Can you resize the coordinates in the listing below, starting at the line that has "the locomotive roof" and stopping after the line that has "<point>75,41</point>"? Reproduce every line in that span with the request text unchanged, but multiply each point coordinate in the answers by 1.5 and round it to a whole number, halves up.

- _Data rows_
──────────────────────────────

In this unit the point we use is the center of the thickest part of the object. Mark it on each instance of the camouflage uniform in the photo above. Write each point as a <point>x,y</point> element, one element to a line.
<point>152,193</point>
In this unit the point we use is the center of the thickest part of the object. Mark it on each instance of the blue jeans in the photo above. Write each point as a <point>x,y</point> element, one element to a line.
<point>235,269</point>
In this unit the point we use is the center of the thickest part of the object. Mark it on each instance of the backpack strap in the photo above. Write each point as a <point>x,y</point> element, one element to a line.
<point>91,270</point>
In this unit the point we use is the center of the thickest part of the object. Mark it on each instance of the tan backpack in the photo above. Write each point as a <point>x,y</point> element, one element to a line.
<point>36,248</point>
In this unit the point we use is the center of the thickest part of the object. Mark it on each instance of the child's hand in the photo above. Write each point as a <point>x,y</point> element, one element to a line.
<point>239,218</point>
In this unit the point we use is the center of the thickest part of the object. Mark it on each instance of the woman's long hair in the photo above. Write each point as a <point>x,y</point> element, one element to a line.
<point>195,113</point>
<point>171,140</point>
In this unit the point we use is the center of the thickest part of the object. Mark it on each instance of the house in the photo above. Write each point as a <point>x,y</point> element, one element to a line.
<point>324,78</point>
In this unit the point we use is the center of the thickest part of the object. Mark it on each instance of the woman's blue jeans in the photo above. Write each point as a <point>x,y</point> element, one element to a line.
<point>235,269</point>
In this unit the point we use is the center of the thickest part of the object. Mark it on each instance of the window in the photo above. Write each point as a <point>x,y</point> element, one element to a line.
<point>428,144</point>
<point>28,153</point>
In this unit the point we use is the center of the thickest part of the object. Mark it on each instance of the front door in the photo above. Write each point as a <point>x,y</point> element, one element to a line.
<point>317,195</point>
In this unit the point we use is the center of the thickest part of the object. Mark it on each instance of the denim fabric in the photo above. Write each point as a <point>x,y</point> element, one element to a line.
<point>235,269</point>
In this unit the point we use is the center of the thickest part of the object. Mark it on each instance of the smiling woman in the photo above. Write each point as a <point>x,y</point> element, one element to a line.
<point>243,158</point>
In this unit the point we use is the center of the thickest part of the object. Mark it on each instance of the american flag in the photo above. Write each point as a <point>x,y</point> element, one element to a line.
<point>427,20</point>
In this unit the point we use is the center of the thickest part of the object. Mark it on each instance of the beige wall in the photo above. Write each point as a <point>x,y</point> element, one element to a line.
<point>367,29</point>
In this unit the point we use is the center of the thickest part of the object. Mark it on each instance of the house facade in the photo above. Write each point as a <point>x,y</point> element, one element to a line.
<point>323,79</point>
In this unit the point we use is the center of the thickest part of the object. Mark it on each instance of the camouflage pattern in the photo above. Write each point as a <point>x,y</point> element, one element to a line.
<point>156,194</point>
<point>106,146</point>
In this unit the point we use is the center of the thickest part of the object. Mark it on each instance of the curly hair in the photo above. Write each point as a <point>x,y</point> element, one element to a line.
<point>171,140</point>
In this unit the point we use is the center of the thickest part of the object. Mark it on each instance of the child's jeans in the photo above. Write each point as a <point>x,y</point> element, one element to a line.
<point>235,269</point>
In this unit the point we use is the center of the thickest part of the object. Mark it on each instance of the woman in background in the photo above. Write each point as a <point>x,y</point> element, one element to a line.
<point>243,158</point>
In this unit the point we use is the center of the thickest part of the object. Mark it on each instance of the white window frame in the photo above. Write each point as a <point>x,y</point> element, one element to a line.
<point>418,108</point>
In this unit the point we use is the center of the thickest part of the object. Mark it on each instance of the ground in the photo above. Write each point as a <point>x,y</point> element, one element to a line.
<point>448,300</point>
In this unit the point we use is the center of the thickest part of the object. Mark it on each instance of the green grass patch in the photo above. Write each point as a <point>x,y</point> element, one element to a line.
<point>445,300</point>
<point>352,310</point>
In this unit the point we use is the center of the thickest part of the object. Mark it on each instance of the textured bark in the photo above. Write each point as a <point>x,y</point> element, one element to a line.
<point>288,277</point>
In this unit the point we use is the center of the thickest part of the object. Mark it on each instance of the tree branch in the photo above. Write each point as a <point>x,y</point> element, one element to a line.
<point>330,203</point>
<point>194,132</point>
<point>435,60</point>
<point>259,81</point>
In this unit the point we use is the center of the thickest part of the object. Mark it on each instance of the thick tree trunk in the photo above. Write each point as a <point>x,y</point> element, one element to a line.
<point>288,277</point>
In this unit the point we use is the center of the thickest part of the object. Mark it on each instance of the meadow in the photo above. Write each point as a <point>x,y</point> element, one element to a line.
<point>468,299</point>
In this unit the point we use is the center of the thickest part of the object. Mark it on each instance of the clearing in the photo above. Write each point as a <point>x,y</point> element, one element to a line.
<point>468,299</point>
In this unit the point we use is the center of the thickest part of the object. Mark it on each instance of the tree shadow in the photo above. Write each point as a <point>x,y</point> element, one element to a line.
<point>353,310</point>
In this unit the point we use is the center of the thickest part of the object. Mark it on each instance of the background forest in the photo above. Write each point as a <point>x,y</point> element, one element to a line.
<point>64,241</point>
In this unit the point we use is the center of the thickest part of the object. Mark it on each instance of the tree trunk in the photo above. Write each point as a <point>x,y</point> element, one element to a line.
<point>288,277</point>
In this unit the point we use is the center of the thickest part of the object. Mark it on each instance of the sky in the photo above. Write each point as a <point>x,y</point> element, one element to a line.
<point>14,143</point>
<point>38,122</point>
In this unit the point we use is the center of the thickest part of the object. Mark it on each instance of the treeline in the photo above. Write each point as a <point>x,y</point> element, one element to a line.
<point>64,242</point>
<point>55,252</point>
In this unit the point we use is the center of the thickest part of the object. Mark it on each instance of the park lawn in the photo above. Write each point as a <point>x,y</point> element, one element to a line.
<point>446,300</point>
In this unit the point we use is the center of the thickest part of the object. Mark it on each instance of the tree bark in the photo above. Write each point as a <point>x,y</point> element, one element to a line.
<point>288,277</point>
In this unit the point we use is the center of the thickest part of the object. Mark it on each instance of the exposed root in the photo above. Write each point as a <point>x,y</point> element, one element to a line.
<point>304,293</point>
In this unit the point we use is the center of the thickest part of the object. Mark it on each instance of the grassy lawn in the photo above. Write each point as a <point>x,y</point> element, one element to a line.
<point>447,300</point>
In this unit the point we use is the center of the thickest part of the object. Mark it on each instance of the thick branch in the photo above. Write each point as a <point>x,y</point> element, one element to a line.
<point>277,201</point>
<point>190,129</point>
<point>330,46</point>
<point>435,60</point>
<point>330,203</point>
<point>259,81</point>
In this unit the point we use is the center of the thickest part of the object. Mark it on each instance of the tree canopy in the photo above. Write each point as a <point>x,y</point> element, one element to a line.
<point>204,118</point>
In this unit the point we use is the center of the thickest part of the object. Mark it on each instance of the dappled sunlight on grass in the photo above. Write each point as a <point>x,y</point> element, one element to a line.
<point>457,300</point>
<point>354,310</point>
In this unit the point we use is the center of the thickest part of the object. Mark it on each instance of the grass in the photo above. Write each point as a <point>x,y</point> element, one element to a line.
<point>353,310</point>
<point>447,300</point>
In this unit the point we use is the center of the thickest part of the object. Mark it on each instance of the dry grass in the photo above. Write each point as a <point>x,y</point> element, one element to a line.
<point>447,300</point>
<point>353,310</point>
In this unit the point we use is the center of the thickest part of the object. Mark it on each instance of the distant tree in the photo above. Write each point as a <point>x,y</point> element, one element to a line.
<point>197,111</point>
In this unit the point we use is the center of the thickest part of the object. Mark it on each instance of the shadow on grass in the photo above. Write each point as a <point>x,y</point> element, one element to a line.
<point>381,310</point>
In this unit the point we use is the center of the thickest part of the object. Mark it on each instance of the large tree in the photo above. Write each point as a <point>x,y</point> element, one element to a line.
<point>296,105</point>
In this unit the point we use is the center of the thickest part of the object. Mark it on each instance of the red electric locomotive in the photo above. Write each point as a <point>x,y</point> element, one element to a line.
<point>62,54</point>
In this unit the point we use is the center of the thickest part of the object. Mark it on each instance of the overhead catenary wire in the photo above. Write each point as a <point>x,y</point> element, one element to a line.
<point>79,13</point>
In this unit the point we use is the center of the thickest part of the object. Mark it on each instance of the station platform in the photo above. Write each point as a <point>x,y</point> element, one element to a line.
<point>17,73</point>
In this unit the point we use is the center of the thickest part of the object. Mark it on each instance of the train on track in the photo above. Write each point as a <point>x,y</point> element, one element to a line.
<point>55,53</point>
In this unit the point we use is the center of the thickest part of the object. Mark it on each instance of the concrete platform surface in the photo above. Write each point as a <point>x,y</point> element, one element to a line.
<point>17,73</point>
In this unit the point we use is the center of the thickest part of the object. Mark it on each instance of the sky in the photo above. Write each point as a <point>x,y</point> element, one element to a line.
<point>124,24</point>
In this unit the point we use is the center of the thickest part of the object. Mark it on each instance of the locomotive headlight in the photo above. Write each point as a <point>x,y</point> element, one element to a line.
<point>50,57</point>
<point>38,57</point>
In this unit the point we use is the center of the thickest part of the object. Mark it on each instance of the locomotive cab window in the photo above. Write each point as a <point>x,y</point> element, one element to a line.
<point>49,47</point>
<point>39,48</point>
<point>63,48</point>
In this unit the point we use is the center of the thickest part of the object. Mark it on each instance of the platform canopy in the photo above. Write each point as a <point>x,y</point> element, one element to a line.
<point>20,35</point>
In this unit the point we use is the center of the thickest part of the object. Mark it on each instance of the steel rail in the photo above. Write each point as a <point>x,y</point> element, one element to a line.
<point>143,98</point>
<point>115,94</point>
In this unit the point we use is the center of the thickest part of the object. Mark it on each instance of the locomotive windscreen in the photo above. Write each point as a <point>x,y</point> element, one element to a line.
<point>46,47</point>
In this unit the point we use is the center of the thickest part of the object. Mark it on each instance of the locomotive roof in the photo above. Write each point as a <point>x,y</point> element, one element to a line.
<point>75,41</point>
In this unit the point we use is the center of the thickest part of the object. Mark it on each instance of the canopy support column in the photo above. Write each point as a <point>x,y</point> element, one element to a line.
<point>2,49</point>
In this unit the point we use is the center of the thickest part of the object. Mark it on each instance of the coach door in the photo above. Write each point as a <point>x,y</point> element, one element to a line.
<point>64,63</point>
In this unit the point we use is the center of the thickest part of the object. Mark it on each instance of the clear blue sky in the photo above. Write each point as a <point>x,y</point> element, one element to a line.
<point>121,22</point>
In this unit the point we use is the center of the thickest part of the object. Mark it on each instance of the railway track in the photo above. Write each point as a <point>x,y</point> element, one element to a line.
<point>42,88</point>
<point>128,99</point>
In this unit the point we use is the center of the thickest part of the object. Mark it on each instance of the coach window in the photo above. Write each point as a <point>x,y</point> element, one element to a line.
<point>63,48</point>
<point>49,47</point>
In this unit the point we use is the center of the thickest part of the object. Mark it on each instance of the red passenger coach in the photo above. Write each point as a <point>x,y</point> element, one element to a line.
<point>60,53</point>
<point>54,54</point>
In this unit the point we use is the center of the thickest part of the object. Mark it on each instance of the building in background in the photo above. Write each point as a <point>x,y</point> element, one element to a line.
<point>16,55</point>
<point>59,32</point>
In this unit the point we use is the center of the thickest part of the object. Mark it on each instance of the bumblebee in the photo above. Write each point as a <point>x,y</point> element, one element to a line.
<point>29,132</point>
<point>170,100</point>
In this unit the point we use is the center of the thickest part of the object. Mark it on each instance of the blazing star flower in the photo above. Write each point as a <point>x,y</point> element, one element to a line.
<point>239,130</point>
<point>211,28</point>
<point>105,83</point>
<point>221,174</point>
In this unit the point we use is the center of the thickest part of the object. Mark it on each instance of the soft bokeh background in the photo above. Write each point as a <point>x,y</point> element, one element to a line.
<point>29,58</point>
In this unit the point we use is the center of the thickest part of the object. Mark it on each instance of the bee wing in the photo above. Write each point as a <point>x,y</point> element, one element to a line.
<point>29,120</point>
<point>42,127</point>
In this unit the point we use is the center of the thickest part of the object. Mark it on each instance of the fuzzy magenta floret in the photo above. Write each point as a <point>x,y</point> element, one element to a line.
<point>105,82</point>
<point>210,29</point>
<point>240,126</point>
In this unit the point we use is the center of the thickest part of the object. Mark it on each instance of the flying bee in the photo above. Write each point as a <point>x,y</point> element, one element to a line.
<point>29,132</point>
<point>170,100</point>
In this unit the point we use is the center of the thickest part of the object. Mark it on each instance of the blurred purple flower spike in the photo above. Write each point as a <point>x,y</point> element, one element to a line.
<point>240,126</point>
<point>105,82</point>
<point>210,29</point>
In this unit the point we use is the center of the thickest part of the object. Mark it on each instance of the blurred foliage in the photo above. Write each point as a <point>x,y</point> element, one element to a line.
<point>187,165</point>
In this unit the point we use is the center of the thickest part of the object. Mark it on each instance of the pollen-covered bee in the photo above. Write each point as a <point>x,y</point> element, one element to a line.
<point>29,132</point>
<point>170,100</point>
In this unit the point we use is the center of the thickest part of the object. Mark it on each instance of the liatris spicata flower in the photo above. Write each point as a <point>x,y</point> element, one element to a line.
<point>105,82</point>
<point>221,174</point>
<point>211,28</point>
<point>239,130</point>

──────────────────────────────

- _Answer below_
In this unit the point we use is the center of the thickest part of the object. Mark it on each instance of the locomotive roof in the photo above. Write each point as a <point>x,y</point> element, one element to a line.
<point>113,62</point>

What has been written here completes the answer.